Dataset records
(begin)

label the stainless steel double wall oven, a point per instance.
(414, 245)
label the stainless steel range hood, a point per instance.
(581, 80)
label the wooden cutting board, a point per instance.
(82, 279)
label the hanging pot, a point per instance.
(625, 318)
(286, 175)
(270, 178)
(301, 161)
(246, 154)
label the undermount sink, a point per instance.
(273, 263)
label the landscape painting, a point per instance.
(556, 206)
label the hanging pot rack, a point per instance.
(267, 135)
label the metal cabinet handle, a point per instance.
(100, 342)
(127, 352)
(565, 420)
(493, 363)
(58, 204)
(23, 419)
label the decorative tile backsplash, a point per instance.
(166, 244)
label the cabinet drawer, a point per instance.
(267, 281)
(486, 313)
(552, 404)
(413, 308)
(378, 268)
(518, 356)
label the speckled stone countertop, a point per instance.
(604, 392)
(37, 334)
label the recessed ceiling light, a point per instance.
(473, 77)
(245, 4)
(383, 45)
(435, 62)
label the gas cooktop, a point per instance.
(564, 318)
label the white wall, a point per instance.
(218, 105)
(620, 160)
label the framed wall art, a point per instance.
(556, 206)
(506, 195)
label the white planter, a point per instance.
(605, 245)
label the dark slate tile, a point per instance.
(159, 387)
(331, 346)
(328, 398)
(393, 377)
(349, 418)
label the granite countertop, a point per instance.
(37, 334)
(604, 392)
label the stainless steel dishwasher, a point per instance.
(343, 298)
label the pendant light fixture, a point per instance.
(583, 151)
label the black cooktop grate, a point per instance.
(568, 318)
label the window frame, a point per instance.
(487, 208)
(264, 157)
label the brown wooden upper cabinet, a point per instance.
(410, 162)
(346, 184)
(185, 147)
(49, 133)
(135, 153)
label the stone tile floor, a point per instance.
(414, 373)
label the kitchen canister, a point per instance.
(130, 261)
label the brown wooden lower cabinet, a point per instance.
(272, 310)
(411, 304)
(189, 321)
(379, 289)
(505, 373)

(end)

Directive
Copy out word for word every line of the listing from the line containing "label the dark" through the end of the listing, including both of those ends.

Task response
label the dark slate tile, a point per instance.
(159, 387)
(331, 346)
(328, 398)
(393, 377)
(349, 418)
label the granite countertop, a point per instance.
(37, 334)
(604, 392)
label the stainless steel dishwasher, a point per instance.
(343, 298)
label the pendant light fixture, a point per instance.
(583, 151)
label the black cooktop grate, a point per instance.
(568, 318)
label the window frame, a point per instance.
(487, 208)
(264, 157)
label the brown wooden upper cabinet, a point per instance.
(410, 162)
(346, 184)
(185, 147)
(49, 133)
(135, 153)
label the stone tile floor, a point per instance.
(414, 373)
label the kitchen canister, a point per instance.
(130, 261)
label the brown wooden lower cabinet, a point per instance.
(272, 310)
(411, 304)
(189, 321)
(379, 289)
(505, 373)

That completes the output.